### PASSAGE SHOWN

Last week, Wells Fargo made national headlines when it was revealed that employees have opened more than two million phony bank and credit card accounts since 2011. These accounts were opened in the names of actual customers without their consent in an effort by employees to achieve aggressive sales goals. Roughly 5,300 employees have been fired as a result. 

John Stumpf, Wells Fargo’s Chairman and CEO, wants to make it clear that this was the work of rogue employees. He’s wrong. The fault lies squarely with Stumpf, his executive team, and the culture they’ve created.

More on that in a moment. For now, let’s look at Stump’s take that Wells Fargo had, and continues to have, a customer-focused culture. Here’s a quote from the Wells Fargo website:

Stumpf sent a message to all Wells Fargo employees on September 8, the day news of the widespread fraud was breaking. He referenced the company’s culture no less than four times, including this:

“Our entire culture is centered on doing what is right for our customers.”

On September 13, Stumpf defended the culture in an interview with the Wall Street Journal and blamed employees for the massive fraud. “There was no incentive to do bad things.” 

That same day, the company’s CFO, John Shrewsberry, told an audience at the Barclays 2016 Global Financial Services Conference, “It was really more at the lower end of the performance scale where people apparently were making bad choices to hang on to their job.”

All of this follows a disturbing trend of corporate executives trying to blame their employees for widespread service failures.

### EXERCISE 1
Output as a Markdown table with the columns Row and Line the stretch of the entries that opens with the line containing "of the <item>sign" and closes with the line containing "[(312, 93), (192, 78), (188, 188), (310, 186)]". Give each line its own numbered row and skip any blank lines.
### EXERCISE 2
Write what comes next in the piece on the Wells Fargo fake-accounts scandal, starting after its final sentence.
The entries that follow have no connection to the text about Wells Fargo.

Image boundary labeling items
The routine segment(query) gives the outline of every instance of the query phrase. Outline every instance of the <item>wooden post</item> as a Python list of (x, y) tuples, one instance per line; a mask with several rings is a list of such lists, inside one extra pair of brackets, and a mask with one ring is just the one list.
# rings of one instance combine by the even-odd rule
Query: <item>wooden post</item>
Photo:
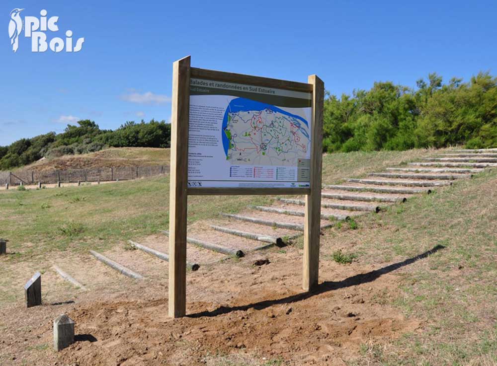
[(41, 274), (36, 272), (24, 285), (24, 300), (27, 307), (41, 305)]
[(74, 343), (74, 321), (64, 314), (54, 320), (54, 349), (58, 352)]
[(169, 208), (169, 316), (186, 313), (186, 213), (190, 56), (172, 66)]
[(302, 288), (306, 291), (318, 286), (321, 228), (321, 167), (323, 160), (323, 109), (325, 85), (316, 75), (308, 79), (313, 86), (312, 145), (311, 150), (311, 193), (306, 196)]

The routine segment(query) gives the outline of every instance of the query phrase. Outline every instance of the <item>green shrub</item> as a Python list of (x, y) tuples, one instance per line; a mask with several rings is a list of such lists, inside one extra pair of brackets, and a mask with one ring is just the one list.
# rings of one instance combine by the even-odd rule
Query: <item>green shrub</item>
[(64, 222), (57, 227), (57, 232), (59, 234), (69, 237), (79, 235), (84, 231), (84, 226), (83, 224), (75, 222), (73, 221)]
[(342, 251), (340, 250), (333, 252), (331, 257), (333, 258), (333, 260), (337, 263), (350, 264), (354, 259), (357, 257), (357, 256), (353, 253), (345, 254), (342, 253)]

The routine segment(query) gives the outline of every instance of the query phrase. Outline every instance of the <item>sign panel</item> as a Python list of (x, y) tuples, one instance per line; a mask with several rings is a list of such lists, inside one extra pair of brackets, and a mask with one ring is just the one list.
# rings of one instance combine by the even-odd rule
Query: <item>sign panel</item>
[(312, 93), (192, 78), (188, 188), (310, 186)]

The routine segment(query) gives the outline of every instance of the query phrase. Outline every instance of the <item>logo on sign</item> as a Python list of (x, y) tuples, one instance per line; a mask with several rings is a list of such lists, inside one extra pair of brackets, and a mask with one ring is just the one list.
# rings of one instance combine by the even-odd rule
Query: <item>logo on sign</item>
[(8, 22), (8, 36), (10, 39), (12, 50), (15, 53), (19, 48), (19, 37), (24, 30), (24, 37), (31, 39), (31, 52), (44, 52), (50, 49), (54, 52), (60, 52), (65, 50), (66, 52), (78, 52), (83, 47), (84, 38), (78, 38), (75, 42), (73, 39), (73, 31), (66, 31), (65, 39), (54, 37), (49, 40), (49, 32), (58, 32), (58, 16), (48, 17), (48, 12), (45, 9), (40, 11), (39, 17), (25, 16), (21, 17), (20, 13), (24, 9), (15, 8), (10, 12), (10, 20)]

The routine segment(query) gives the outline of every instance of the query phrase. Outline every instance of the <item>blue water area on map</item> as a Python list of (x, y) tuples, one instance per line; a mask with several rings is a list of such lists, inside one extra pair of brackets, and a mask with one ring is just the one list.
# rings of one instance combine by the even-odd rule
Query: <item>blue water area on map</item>
[[(251, 112), (252, 111), (263, 111), (264, 109), (269, 109), (273, 112), (277, 112), (278, 113), (295, 119), (292, 121), (292, 123), (298, 128), (304, 136), (309, 140), (311, 140), (309, 134), (307, 133), (307, 131), (302, 128), (299, 121), (302, 121), (305, 124), (308, 128), (309, 128), (309, 123), (304, 118), (300, 117), (300, 116), (289, 113), (288, 112), (271, 104), (257, 102), (251, 99), (248, 99), (246, 98), (236, 98), (232, 100), (230, 102), (230, 104), (228, 105), (228, 108), (226, 108), (226, 111), (224, 113), (224, 118), (223, 119), (223, 128), (221, 130), (221, 134), (223, 135), (223, 147), (224, 147), (224, 152), (226, 154), (227, 156), (228, 156), (228, 150), (230, 147), (230, 140), (228, 140), (228, 136), (226, 136), (225, 131), (228, 127), (228, 113), (236, 113), (237, 112), (248, 112), (249, 111)], [(297, 120), (296, 121), (295, 120)]]

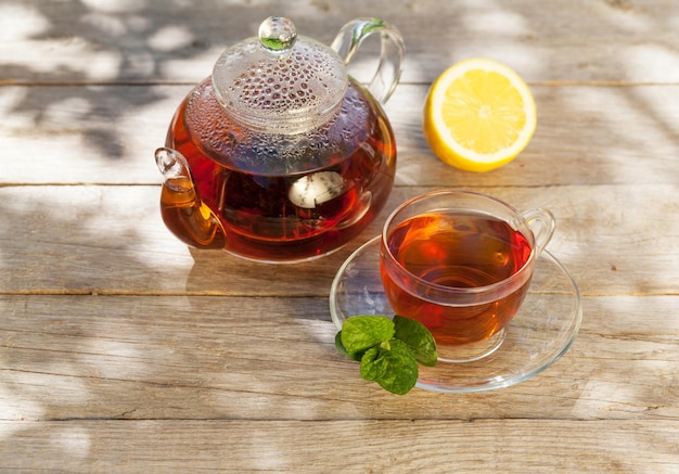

### RESPONSE 1
| Row | Line |
|---|---|
| 1 | The routine segment(query) gives the outline of every instance of the query phrase. Outline every instance of the <item>sign panel</item> as a Python list of (x, y) tuples, one instance per line; a mask with several rings is a list of such lists, inside one extra pair of brackets, and a mask with one ring is just the one list. |
| 2 | # rings of one instance combine by the even-odd rule |
| 3 | Query: <item>sign panel</item> |
| 4 | [(312, 93), (192, 78), (188, 188), (310, 186)] |

### RESPONSE 2
The truth is that this epic fraud didn’t occur despite the culture at Wells Fargo. It happened because of it. Here are just a few things to consider:

First, the numbers are staggering. I’m sure this type of activity happens at a low level in nearly every bank. But, 2 million phony accounts and 5,300 employees fired is an epic scale. Culture isn’t defined by a slogan or what the CEO claims in an interview. It’s defined by what people actually do. And, for the past five years, thousands of employees have been behaving badly.

Second, the timing looks bad. Here’s a timeline that puts it into perspective:

  • June 30: The company set aside $190 million for fines and customer remediation. 
  • July 12: Carrie Tolstedt, head of retail banking, announces her retirement.
  • September 8: Wells Fargo reveals the settlement agreement.
  • September 13: The company announced it will eliminate sales goals for retail employees, effective January 1, 2017.

It should be noted that Tolstedt supervised the 5,300 rogue employees. The 2 million phony accounts happened on her watch.

Publicly, Stumpf is backing Tolstedt. In a statement announcing her retirement, Stumpf gave her nothing but praise. “A trusted colleague and dear friend, Carrie Tolstedt has been one of our most valuable Wells Fargo leaders, a standard-bearer of our culture, a champion for our customers, and a role model for responsible, principled and inclusive leadership.”

Notice Stumpf mentioned culture. A culture where 2 million phony accounts are created without customers’ consent. A culture where 5,300 employees are fired over a period of five years for this fraud.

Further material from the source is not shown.